### Consignes
• 1. Répondez brièvement à ces questions sur le texte sur la foule :
(a) Dans quoi la personne observée est-elle incrustée ?
(b) Sur quoi les gens passent-ils leur vie ?
(c) Qu'entraîne l'eau s'écoulant dans l'évier ?
• 2. Recopiez toutes les phrases du texte sur la foule qui commencent par « Je vous vois ».
• 3. Poursuivez le texte sur la foule, s'il vous plaît, en reprenant après sa dernière phrase.

Je vous vois, au milieu des autres, incrusté dans l'écume de la marée humaine.
Je vous vois, souriant à tout le monde. Les yeux perdus dans les méandres de l'espoir de l'interaction qui vous sauvera de la solitude. Les gens passent leur vie sur leur téléphone, pigeons en état d'alerte, prêts à saisir les miettes d'attention qu'on voudra bien leur donner pour noyer dans la masse de l'insignifiance numérique l'indicible de leurs états d'âme.
Je vous vois, souriant au petit bonheur la chance, à tout le monde, et en fait à personne. Vous n'en savez rien, mais vos yeux innocents parlent pour vous : dans très peu de temps -rien en somme à l'échelle de l'univers ou même de l'humanité- tout ce joli petit décor que vous vous êtes confectionné avec bien de la persévérance sera un lointain souvenir. Tout se désagrègera sous votre nez, et vous avec, comme l'eau s'écoulant dans l'évier entraîne les morceaux du repas de la veille dans le trou, et ce spectacle ne sera pas ragoutant pour celui qui veut couler les émotions dans le béton des habitudes. Les tuer pour mieux les immortaliser, peut-être ?

### Informations affichées
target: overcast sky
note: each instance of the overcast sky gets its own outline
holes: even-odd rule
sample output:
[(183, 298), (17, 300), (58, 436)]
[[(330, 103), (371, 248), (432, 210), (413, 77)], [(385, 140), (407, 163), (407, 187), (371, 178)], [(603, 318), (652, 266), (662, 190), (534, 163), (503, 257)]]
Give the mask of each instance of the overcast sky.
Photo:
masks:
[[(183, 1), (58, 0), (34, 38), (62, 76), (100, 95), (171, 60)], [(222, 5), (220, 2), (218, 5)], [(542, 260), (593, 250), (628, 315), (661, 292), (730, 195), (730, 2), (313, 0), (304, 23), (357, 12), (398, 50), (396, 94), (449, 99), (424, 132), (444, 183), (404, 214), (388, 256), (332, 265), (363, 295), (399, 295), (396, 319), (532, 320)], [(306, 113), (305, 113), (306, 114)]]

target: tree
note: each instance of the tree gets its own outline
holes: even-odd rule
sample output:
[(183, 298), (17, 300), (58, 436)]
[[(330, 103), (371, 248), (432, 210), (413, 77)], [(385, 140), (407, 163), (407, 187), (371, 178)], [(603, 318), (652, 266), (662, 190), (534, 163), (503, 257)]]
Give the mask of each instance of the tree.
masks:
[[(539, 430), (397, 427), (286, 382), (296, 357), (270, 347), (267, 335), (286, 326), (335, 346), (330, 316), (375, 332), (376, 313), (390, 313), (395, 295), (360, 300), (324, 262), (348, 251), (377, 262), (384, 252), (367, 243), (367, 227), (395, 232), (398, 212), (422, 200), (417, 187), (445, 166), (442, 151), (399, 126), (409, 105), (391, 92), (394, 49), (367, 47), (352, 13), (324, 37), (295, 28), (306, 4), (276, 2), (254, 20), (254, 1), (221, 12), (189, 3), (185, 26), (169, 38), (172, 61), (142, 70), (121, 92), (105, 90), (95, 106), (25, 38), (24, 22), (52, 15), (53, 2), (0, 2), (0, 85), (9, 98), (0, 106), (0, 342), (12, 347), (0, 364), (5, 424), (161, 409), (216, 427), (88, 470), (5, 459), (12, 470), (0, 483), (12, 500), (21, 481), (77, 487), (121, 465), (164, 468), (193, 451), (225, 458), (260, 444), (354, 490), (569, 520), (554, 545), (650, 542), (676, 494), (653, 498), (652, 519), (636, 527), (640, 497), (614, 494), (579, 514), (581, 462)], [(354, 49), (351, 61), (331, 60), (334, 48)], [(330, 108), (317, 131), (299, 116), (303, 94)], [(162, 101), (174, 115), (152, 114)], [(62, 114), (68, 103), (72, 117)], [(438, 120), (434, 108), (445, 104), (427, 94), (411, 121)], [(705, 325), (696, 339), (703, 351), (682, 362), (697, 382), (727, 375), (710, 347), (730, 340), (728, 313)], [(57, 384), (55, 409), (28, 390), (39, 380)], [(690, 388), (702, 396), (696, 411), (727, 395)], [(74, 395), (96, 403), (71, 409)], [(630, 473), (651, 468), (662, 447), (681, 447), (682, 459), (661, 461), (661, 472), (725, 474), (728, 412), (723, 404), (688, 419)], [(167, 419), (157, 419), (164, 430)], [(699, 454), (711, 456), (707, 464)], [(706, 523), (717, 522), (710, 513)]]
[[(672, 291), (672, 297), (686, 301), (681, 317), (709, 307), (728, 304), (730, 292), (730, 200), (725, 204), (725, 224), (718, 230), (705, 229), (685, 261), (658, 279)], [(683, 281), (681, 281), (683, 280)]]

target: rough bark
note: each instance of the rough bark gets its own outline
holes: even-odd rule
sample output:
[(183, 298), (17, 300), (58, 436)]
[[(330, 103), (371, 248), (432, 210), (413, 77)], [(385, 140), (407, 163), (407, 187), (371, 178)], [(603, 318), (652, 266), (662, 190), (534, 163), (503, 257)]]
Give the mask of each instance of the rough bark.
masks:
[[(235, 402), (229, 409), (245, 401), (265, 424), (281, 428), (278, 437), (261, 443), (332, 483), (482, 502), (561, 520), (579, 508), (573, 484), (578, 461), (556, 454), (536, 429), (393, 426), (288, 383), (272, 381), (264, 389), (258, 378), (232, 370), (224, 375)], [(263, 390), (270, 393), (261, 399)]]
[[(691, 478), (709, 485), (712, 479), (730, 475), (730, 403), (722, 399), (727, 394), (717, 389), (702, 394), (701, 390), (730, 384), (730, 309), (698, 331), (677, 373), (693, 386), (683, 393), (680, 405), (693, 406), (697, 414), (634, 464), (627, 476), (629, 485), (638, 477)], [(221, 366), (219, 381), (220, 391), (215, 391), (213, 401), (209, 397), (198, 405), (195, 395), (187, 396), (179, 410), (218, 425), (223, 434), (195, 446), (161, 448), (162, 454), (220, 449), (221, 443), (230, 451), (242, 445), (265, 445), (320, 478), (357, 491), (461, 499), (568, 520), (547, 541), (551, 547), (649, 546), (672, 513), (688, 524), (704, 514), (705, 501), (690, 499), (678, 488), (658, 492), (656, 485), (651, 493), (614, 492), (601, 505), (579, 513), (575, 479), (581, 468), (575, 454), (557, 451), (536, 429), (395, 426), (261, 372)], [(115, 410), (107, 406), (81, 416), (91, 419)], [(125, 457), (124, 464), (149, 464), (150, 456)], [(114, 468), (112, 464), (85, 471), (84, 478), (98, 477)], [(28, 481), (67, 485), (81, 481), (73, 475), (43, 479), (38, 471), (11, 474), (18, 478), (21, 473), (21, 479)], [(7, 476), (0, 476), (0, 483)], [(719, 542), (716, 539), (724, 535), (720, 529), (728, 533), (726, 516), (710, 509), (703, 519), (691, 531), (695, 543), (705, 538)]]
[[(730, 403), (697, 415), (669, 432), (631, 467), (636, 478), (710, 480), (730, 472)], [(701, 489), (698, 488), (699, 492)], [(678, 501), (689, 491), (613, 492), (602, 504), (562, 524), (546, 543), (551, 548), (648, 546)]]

### Réponses ci-dessous
• 1.
(a) Dans l'écume de la marée humaine.
(b) Sur leur téléphone.
(c) Les morceaux du repas de la veille.

• 2.
Je vous vois, au milieu des autres, incrusté dans l'écume de la marée humaine.
Je vous vois, souriant à tout le monde.
Je vous vois, souriant au petit bonheur la chance, à tout le monde, et en fait à personne.

• 3.
Les digues de la maison de poupée sauteront bientôt, laissant votre âme aller se dégourdir les jambes un peu plus loin et respirer quelques bouffées de liberté ; bref répit avant que l'humain que vous êtes ne reprenne ses droits et trouve une autre niche, un peu plus confortable, dans laquelle attendre la mort. Trop humain.
Vous n'en savez rien mais votre conscience le sait pour vous : vous étouffez déjà et la mue est proche. Cette mue, vous ne le savez pas encore, mais c'est la vie qui vous attend pour une autre valse. L'accompagnerez-vous ?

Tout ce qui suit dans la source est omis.